▸ **Given data**

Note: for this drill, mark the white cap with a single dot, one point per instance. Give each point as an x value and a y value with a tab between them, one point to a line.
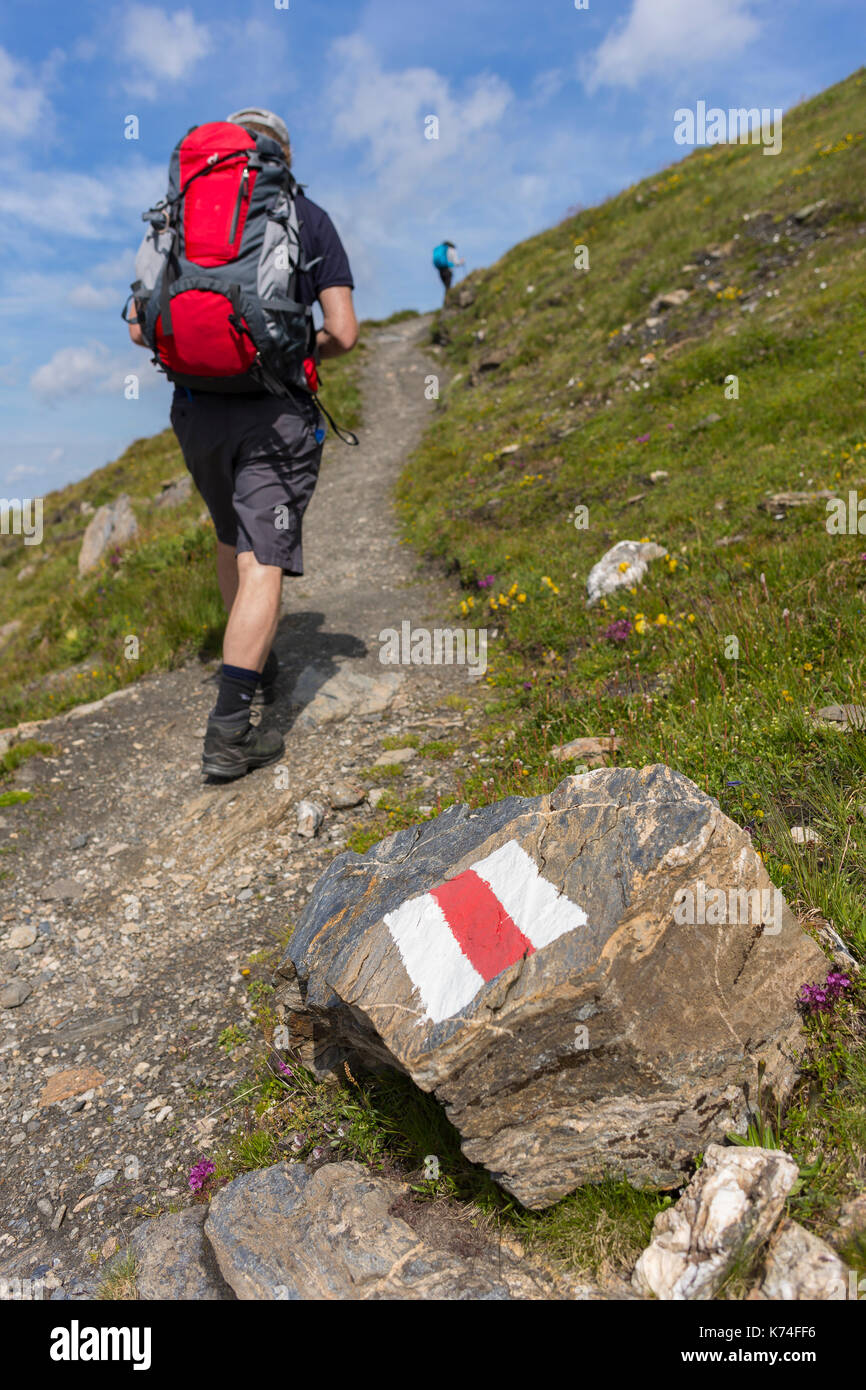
257	116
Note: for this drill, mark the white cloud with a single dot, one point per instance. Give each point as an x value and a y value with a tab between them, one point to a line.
663	35
91	369
22	100
385	111
88	296
78	205
166	46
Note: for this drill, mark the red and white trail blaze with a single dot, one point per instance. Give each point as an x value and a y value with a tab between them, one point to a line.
463	933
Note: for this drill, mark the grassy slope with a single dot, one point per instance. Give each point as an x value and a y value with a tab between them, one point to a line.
161	590
786	313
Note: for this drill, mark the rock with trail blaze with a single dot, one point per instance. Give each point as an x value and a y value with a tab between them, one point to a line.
527	963
111	524
623	565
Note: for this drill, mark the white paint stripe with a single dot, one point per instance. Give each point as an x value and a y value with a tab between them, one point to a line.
533	904
442	975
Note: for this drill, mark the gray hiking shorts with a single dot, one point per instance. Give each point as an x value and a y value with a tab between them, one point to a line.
255	460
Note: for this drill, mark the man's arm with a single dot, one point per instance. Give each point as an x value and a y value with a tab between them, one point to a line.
135	328
338	332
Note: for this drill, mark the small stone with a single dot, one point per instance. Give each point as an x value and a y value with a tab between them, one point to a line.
21	937
394	756
608	574
74	1080
669	300
724	1215
63	888
805	836
847	716
310	816
799	1265
14	994
592	751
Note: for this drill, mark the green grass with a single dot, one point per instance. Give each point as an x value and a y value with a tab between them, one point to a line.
730	648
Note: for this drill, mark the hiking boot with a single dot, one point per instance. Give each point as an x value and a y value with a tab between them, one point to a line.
231	751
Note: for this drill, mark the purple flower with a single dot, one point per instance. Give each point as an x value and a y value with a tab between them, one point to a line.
617	631
822	998
200	1173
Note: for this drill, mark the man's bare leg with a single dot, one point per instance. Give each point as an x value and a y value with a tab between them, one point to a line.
255	613
232	745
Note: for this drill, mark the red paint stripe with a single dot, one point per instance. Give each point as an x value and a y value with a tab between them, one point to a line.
481	926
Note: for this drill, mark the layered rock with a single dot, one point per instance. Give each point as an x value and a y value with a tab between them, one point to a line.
585	980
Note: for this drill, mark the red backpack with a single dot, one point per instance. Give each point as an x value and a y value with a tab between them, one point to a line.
217	270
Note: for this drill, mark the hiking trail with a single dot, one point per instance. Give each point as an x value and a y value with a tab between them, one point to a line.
146	890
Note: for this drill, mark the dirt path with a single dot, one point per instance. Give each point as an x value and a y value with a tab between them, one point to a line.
145	890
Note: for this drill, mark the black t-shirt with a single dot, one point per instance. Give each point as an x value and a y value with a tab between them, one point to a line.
319	238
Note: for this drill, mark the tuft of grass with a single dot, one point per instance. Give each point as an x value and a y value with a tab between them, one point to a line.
120	1280
20	752
160	588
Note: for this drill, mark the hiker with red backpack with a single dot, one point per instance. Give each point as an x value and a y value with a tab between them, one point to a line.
227	275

▸ **Requirement**
Print the records above exactly as they stand, but leave out the pictures.

▸ **Response to the task**
Note: for this drill, mark the white cap with a single dot, one point per instance. Give each point as an x value and a y value with a tab between them, one point to a line.
257	116
Note: for this drill, mark the white cloud with a single dot, one point per instance. Give each point as an x value and a y value with a tab between them, one point to a line.
663	35
91	369
22	100
385	111
88	296
78	205
166	46
Note: for this drill, mark the red and white trail blaze with a single dot, one point per instance. Give each point as an x value and a y value with a tab between them, one point to a line.
463	933
Note: for this drill, mark the grassy slope with a single dot, one point per instance. Give each point as an x value and a y value with a tab between them, one point to a line.
161	590
786	313
Note: for this drill, mark the rock with trail blaze with a single dot, one point per instance. Give each point as an x value and a y value with a tab between them, one point to a line.
527	963
111	524
623	565
Note: for this drill, mark the white paint stripe with a single dot, one point per instance. Give each point as an x value and a y value with a tab between them, one point to a line.
533	904
442	975
Note: for this drill, mark the gray hiking shorts with a single dot, one point per instance. Give each point as an x value and a y value with a tab between them, one point to a line.
255	460
Note: for this drill, mark the man's arm with a single dot, one point per instance. Give each point as an x value and a y value with a tab between them, one point to a line.
135	328
338	332
Note: for this drill, mark the small stone with a single dot, one point per instance. Give each point as an x value and a y value with a tab between them, one point to a line.
21	937
394	756
608	574
74	1080
669	300
724	1215
63	888
805	836
847	716
310	816
799	1265
14	994
592	751
Note: for this drill, mark the green grass with a single dot, one point per instance. Give each point as an x value and a y value with a tab between them, one point to a line.
730	648
Note: for this drill, mark the hiking boot with a single dot, one point per instance. Give each point as an x value and a y value with a tab between them, one point to a line.
231	751
Note: for this drill, mark the purple flower with a single dot, one point per instance. Give each point as an x value and a y value with a tab between them, one point to a line.
617	631
822	998
200	1173
Note: for this drill, mark the man's bare leg with a single dot, one point per instance. Give each point as an x value and a y value with a tab between them, one point to a line.
255	613
232	745
Note: for this drill, mark the red paint stripe with a single dot, one point per instance. Give each point as an x value and a y value with a tab between them, one point to a line.
481	926
Note: for this drill, mark the layered rock with a single dot, one point per instance. Give each point as an x value and a y value with a tab between them, one point to a line.
585	980
Note: for this drill, mark the red backpack with a single dot, one point per instance. Give each point as an x value and a y value with a tab between them, one point to a line.
217	270
Note: for this drill, mark the hiking trail with a single dot, one point per instance. Give each point as an x value and a y value with a tab between them, one point to a line.
146	890
Note: for this drill, mark the dirt path with a single dot, one point per instance. Give each point as an x value and a y value with a tab between them, one point to a line.
145	890
Note: for this drill, mark the black t-shirt with a single dot, one point per instance. Give each point as an x value and a y value with a tab between them, one point to a line.
319	238
Note: for this drill, mark the tuft of grass with a single dot, one point per instance. Give each point as an x value and a y value with a tab between them, one point to a line.
120	1280
20	752
160	588
Note: for this drill, mark the hiker with red backpack with a single dot, one point per instance. Give each point as an x value and a y value with a tab between them, one point to a line.
227	275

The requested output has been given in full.